## TASK PROMPT
Duplicate every one of these lines precisely, with no changes.

[Data extracted from a collection]
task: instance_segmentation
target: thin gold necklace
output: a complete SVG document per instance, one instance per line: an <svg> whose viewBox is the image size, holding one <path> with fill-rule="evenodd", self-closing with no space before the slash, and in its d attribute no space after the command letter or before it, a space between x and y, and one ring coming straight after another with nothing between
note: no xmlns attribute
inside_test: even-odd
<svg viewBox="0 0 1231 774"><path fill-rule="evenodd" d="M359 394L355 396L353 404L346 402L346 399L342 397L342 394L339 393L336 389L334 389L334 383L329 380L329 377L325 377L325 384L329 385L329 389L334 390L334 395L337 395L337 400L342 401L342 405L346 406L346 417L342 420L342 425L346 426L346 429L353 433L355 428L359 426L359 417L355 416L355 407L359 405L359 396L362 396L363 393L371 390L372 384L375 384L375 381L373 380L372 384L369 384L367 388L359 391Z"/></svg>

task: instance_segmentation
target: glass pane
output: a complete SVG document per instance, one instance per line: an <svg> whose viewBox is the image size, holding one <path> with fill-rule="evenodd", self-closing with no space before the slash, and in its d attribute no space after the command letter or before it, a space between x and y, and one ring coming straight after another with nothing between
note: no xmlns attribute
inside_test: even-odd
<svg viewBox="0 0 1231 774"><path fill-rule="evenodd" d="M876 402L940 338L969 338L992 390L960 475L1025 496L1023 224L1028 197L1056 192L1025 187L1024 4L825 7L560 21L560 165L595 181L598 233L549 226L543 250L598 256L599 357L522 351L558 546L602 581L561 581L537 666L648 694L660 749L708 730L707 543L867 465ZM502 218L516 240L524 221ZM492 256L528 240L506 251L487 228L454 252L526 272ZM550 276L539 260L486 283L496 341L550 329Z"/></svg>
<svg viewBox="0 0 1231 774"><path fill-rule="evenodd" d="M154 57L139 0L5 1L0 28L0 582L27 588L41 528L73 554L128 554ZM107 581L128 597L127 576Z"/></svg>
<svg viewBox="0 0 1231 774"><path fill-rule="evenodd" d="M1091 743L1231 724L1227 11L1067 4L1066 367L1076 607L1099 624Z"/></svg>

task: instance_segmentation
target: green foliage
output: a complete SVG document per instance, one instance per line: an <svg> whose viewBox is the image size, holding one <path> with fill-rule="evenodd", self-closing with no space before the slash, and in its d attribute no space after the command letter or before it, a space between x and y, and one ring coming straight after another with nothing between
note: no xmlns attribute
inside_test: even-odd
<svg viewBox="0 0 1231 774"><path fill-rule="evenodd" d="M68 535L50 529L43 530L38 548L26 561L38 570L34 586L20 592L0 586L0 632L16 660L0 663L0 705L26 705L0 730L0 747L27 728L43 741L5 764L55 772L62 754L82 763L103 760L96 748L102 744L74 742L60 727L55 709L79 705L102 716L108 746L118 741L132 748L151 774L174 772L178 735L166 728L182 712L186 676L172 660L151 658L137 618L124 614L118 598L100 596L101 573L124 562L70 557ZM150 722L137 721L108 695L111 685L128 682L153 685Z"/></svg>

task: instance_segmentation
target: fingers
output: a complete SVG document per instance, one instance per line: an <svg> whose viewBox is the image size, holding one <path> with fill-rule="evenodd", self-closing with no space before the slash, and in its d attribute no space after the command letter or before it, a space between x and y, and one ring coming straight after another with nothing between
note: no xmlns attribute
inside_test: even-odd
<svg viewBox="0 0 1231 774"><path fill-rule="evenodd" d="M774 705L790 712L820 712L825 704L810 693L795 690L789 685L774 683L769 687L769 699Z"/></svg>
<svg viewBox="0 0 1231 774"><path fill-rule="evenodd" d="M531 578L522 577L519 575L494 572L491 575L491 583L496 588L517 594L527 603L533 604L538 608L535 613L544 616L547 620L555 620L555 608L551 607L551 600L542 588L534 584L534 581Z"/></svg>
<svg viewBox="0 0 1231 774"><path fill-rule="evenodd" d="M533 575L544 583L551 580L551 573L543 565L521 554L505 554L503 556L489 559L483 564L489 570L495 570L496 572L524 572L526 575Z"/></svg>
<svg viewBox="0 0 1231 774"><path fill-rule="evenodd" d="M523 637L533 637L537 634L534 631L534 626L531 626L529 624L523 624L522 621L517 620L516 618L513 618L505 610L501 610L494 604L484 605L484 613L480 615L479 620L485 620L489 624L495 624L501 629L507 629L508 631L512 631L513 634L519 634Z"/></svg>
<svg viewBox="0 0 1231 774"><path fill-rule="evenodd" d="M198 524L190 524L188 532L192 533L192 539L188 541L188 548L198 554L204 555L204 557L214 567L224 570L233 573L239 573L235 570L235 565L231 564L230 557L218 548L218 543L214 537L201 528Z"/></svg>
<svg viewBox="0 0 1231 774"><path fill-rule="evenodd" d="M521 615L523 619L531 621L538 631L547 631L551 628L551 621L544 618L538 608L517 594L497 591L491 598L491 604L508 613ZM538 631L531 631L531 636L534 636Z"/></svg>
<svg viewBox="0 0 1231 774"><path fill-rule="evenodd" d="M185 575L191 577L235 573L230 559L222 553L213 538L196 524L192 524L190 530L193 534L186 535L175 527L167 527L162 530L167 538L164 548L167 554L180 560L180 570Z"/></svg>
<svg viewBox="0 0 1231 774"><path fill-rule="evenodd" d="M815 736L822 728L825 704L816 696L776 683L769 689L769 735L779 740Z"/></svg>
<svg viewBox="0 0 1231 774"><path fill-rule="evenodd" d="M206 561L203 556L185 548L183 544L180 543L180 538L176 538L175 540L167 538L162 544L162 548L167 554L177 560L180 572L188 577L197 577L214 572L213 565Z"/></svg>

## TASK RESPONSE
task: instance_segmentation
target: thin gold necklace
output: a complete SVG document per instance, one instance per line: an <svg> whose viewBox is the image size, holding one <path> with fill-rule="evenodd", self-closing with no space before the slash, and in its d attribute no space after the command letter or before it, a space between x and y, and one ring coming straight after another with nothing between
note: no xmlns attribute
inside_test: even-odd
<svg viewBox="0 0 1231 774"><path fill-rule="evenodd" d="M359 394L355 396L353 404L346 402L346 399L342 397L342 394L339 393L336 389L334 389L334 383L329 380L329 377L325 377L325 384L329 385L329 389L334 390L334 395L337 395L337 400L342 401L342 405L346 406L346 417L342 420L342 425L346 426L346 429L353 433L355 428L359 426L359 417L355 416L355 407L359 405L359 396L362 396L363 393L371 390L372 384L375 384L375 381L373 380L372 384L369 384L367 388L359 391Z"/></svg>

task: instance_segmentation
target: glass pane
output: a complete SVG document per instance, one instance per line: an <svg> whose viewBox is the image size, holding one <path> with fill-rule="evenodd", self-closing with no space before the slash, and in its d attribute no space after the command letter or before it, a space between x and y, and one ring coming straight after another with nothing between
note: no xmlns attribute
inside_test: even-odd
<svg viewBox="0 0 1231 774"><path fill-rule="evenodd" d="M876 402L940 338L969 338L992 390L960 475L1025 496L1023 224L1028 197L1056 192L1025 187L1024 4L825 7L560 21L560 165L595 181L598 233L549 226L543 250L598 256L599 357L522 351L558 546L602 581L561 581L537 666L648 694L660 749L708 730L707 543L867 465ZM502 218L516 240L524 221ZM492 256L528 240L506 251L487 228L454 252L526 272ZM550 276L539 260L486 283L496 341L550 329Z"/></svg>
<svg viewBox="0 0 1231 774"><path fill-rule="evenodd" d="M154 57L139 0L5 1L0 28L0 582L27 588L41 528L73 554L128 554ZM107 581L128 597L127 576Z"/></svg>
<svg viewBox="0 0 1231 774"><path fill-rule="evenodd" d="M1091 743L1231 724L1227 11L1067 4L1066 367L1076 607L1099 624Z"/></svg>

task: instance_segmentation
target: green foliage
output: a complete SVG document per instance, one instance per line: an <svg> whose viewBox is the image size, holding one <path> with fill-rule="evenodd", self-closing with no space before the slash, and in its d attribute no space after the command letter or before it, a space between x and y, and one ring coming straight after another with nothing between
note: no xmlns attribute
inside_test: even-odd
<svg viewBox="0 0 1231 774"><path fill-rule="evenodd" d="M68 535L50 529L43 530L38 548L26 561L38 570L34 586L20 592L0 586L0 632L16 660L0 663L0 705L26 705L0 730L0 747L27 728L43 741L5 764L55 772L62 754L82 763L103 760L96 748L102 744L74 742L60 727L55 709L79 705L102 716L108 746L118 741L132 748L151 774L174 772L178 735L166 728L182 712L186 676L172 660L151 658L137 618L124 614L118 598L100 596L101 573L124 562L70 557ZM150 722L137 721L108 695L111 685L128 682L153 685Z"/></svg>

task: instance_segmentation
target: fingers
output: a complete SVG document per instance, one instance per line: an <svg> whose viewBox is the image size, holding one <path> with fill-rule="evenodd", self-closing with no space before the slash, and in its d attribute no space after the command letter or before it, a space between x and y, and one ring coming straight after another with nothing between
note: no xmlns attribute
inside_test: even-odd
<svg viewBox="0 0 1231 774"><path fill-rule="evenodd" d="M774 705L790 712L820 712L825 704L810 693L795 690L789 685L774 683L769 687L769 699Z"/></svg>
<svg viewBox="0 0 1231 774"><path fill-rule="evenodd" d="M531 578L522 577L519 575L494 572L491 575L491 583L496 588L517 594L527 603L533 604L538 608L535 613L544 616L547 620L555 620L555 608L551 607L551 600L542 588L534 584L534 581Z"/></svg>
<svg viewBox="0 0 1231 774"><path fill-rule="evenodd" d="M533 575L544 583L551 580L551 573L543 565L521 554L505 554L503 556L489 559L483 564L489 570L495 570L496 572L524 572L526 575Z"/></svg>
<svg viewBox="0 0 1231 774"><path fill-rule="evenodd" d="M523 637L533 637L537 634L534 631L534 626L531 626L529 624L523 624L522 621L517 620L516 618L513 618L505 610L501 610L494 604L484 605L484 613L480 615L479 620L485 620L489 624L495 624L501 629L507 629L508 631L512 631L513 634L519 634Z"/></svg>
<svg viewBox="0 0 1231 774"><path fill-rule="evenodd" d="M198 524L190 524L188 532L192 533L192 539L188 541L188 548L198 554L204 555L204 557L214 567L224 570L233 573L239 573L235 570L235 565L231 564L230 557L218 548L218 543L214 537L201 528Z"/></svg>
<svg viewBox="0 0 1231 774"><path fill-rule="evenodd" d="M521 615L523 619L531 621L538 631L547 631L551 628L551 621L544 618L538 608L517 594L497 591L491 598L491 604L508 613ZM538 631L531 631L531 636L534 636Z"/></svg>
<svg viewBox="0 0 1231 774"><path fill-rule="evenodd" d="M185 575L191 577L235 573L230 559L222 553L213 538L196 524L192 524L190 530L193 534L186 535L175 527L167 527L162 530L167 538L164 548L167 554L180 560L180 570Z"/></svg>
<svg viewBox="0 0 1231 774"><path fill-rule="evenodd" d="M815 736L822 728L825 704L816 696L776 683L769 689L769 735L779 740Z"/></svg>
<svg viewBox="0 0 1231 774"><path fill-rule="evenodd" d="M206 561L203 556L185 548L183 544L180 543L180 538L176 538L175 540L167 538L162 544L162 548L167 554L177 560L180 572L188 577L197 577L214 572L213 565Z"/></svg>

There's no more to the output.